Obiettivo 1:
Ripeti fedelmente la parte del brano su Banksy che inizia con "Questo è Banksy." e termina con "appetiti dei collezionisti.".
Obiettivo 2:
Secondo il brano su Banksy, in quale decennio l'artista è diventato famoso?
Obiettivo 3:
Riprendi il brano su Banksy e proseguilo dopo la sua ultima frase.

Brano da leggere:
Questo è Banksy. L’artista urbano più famoso di tutti i tempi. Nessuno sa chi sia, dove abiti né come lavori. Nemmeno se sia una persona o un collettivo. Da quando è diventato famoso, negli anni Novanta, il suo lavoro e quello di altri graffitari ha cercato di recuperare lo spazio della strada. Le sue creazioni sono arrivate nei musei e hanno risvegliato gli appetiti dei collezionisti.
Per Carlo McCormick, autore dell’eccellente libro Trespass (Taschen, 2010), l’uso dei graffiti era significativo del rapporto degli artisti con il selciato, con i muri, con il metallo che li circondava. Per McCormick, l’arte urbana ha a che fare con la conquista dello spazio della strada, con il bisogno di impadronirsi di un contesto che ci è stato rubato dalla pubblicità, dalle grandi marche e dall’arredo urbano. Le strade se le sono prese le multinazionali che trasmettono i loro messaggi regolarmente e usando degli automatismi. Il graffitaro rompe quel circolo vizioso usando mezzi semplici come uno spray e reclama l’appartenenza di quell’universo di cemento a una collettività diversa, a cui non importa un piffero dei messaggi lanciati dal grande fratello.
Ma quello che un giorno fu un sottosuolo ermetico e irriconoscibile, frequentato solo da quelli che lo praticavano e non adatto ai curiosi, è ora carne da collezione, e molti di quelli che furono dei pionieri nell’arte di appropriarsi di pareti, strade e vicoli combattono ora una battaglia assolutamente diversa sui muri dei musei.
"La street-art non è come altri movimenti artistici, non riceve sovvenzioni, né è sponsorizzata dai ricchi. Per questo sarebbe una vergogna se finisse come qualsiasi altra arte: catturata nelle vetrine di un museo o sui muri delle case di quelli che non avranno mai problemi di soldi". Chi si esprime così non è uno qualunque, ma Banksy in persona, che dopo mesi di insistenze ha risposto per e-mail ad alcune domande. "Troppa arte è esclusiva e deliberatamente difficile da capire, che sia espressionismo astratto o graffiti illeggibili in stile selvaggio" riflette l’artista.

Elenco fornito:
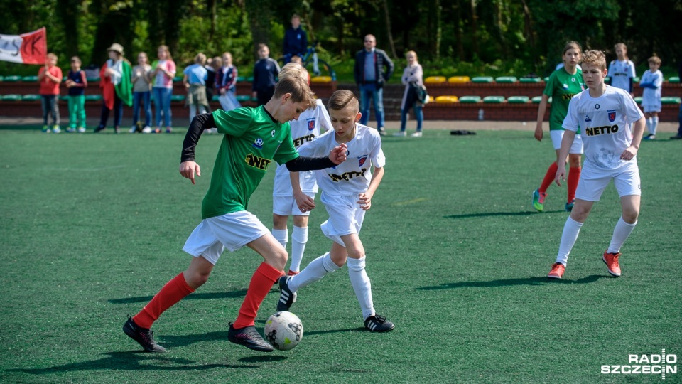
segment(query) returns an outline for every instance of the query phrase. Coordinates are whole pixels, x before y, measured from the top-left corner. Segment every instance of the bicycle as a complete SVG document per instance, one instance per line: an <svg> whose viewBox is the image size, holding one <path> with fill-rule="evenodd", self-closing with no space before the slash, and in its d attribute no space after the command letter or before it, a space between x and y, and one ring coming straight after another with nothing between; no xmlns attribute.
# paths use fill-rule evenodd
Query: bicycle
<svg viewBox="0 0 682 384"><path fill-rule="evenodd" d="M323 71L320 70L320 68L322 68L324 70L324 73L332 78L332 81L336 81L336 71L332 69L332 66L330 65L326 61L318 57L316 47L319 44L319 41L316 41L313 43L313 45L308 48L305 53L301 57L301 60L303 63L303 68L308 70L308 72L314 76L323 75ZM288 63L293 55L291 55L291 53L286 54L279 58L277 61L283 65L285 63Z"/></svg>

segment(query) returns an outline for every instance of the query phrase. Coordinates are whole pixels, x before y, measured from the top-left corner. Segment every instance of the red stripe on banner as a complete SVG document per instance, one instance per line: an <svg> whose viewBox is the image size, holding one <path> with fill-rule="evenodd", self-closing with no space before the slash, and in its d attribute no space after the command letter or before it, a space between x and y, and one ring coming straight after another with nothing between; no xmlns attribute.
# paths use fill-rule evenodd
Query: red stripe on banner
<svg viewBox="0 0 682 384"><path fill-rule="evenodd" d="M24 64L45 64L48 54L48 37L45 27L20 35L21 43L21 58Z"/></svg>

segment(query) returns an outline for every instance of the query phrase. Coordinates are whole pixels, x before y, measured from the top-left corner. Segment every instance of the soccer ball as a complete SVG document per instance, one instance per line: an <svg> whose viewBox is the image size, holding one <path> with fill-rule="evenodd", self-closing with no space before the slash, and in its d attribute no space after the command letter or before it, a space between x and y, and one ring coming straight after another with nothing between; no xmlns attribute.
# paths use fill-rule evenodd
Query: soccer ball
<svg viewBox="0 0 682 384"><path fill-rule="evenodd" d="M303 324L296 315L282 311L268 319L264 333L272 346L280 351L288 351L298 345L303 338Z"/></svg>

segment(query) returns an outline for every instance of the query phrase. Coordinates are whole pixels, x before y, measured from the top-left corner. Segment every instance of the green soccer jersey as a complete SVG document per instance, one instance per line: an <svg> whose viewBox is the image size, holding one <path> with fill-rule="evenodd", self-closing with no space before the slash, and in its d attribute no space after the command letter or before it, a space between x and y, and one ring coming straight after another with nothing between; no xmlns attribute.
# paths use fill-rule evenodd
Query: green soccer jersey
<svg viewBox="0 0 682 384"><path fill-rule="evenodd" d="M585 90L583 71L576 70L570 75L564 68L552 73L545 85L543 94L552 97L552 107L549 112L549 129L563 130L561 124L568 114L568 103L575 95Z"/></svg>
<svg viewBox="0 0 682 384"><path fill-rule="evenodd" d="M272 161L283 164L298 157L289 123L274 121L262 105L229 112L217 110L213 119L225 137L202 203L205 219L246 210Z"/></svg>

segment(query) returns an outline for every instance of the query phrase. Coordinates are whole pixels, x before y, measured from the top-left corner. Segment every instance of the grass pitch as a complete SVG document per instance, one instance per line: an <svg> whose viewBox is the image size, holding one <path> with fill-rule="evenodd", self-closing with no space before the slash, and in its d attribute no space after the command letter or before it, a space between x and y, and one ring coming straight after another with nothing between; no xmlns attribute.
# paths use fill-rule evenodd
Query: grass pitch
<svg viewBox="0 0 682 384"><path fill-rule="evenodd" d="M565 189L551 187L535 212L531 193L551 146L504 131L384 138L386 173L360 237L374 306L394 331L363 330L344 267L299 292L296 348L230 343L227 323L261 261L246 248L223 254L209 282L155 324L166 353L140 352L121 326L188 265L181 248L221 139L202 137L193 186L178 172L183 138L0 131L0 381L658 383L600 367L664 348L682 357L680 143L642 143L642 213L623 276L600 260L620 215L612 185L564 279L550 281ZM268 226L273 175L249 204ZM304 266L330 245L318 201ZM278 298L273 289L266 299L259 329Z"/></svg>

Risposta all'esercizio 1:
Questo è Banksy. L’artista urbano più famoso di tutti i tempi. Nessuno sa chi sia, dove abiti né come lavori. Nemmeno se sia una persona o un collettivo. Da quando è diventato famoso, negli anni Novanta, il suo lavoro e quello di altri graffitari ha cercato di recuperare lo spazio della strada. Le sue creazioni sono arrivate nei musei e hanno risvegliato gli appetiti dei collezionisti.

Risposta all'esercizio 2:
Negli anni Novanta.

Risposta all'esercizio 3:
Banksy è diventato famoso per i suoi stencils, che cominciarono ad apparire come mosche all’inizio degli anni Novanta. La storia dice che l’artista si unì ad alcuni colleghi nella Londra della fine degli anni Ottanta per bombardare la città dalle sue viscere, riempiendo la metropolitana di graffiti che rivendicavano un mondo diverso, meno limitato... o almeno, questa era l’idea. Banksy scelse presto per l’ala più politica dell’arte urbana, un’arte in costante interazione con la società, con cui cerca di stabilire un dialogo. Di fatto, le sue azioni più selvagge sono state le incursioni alla Tate Modern di Londra, dove appese i suoi quadri nelle esposizioni lasciando sconcertati i visitatori, o la sua ben pubblicizzata incursione a Disneyland, dove sistemò un pupazzo vestito come un detenuto di Guantanamo in uno dei punti più frequentati dai visitatori.
Nel 2005, si cimentò con uno degli ultimi simboli dell’imbarbarimento della situazione a Gaza e in Cisgiordania: il famoso muro della vergogna, la gigantesca struttura che circonda i palestinesi con pareti alte fino a otto metri.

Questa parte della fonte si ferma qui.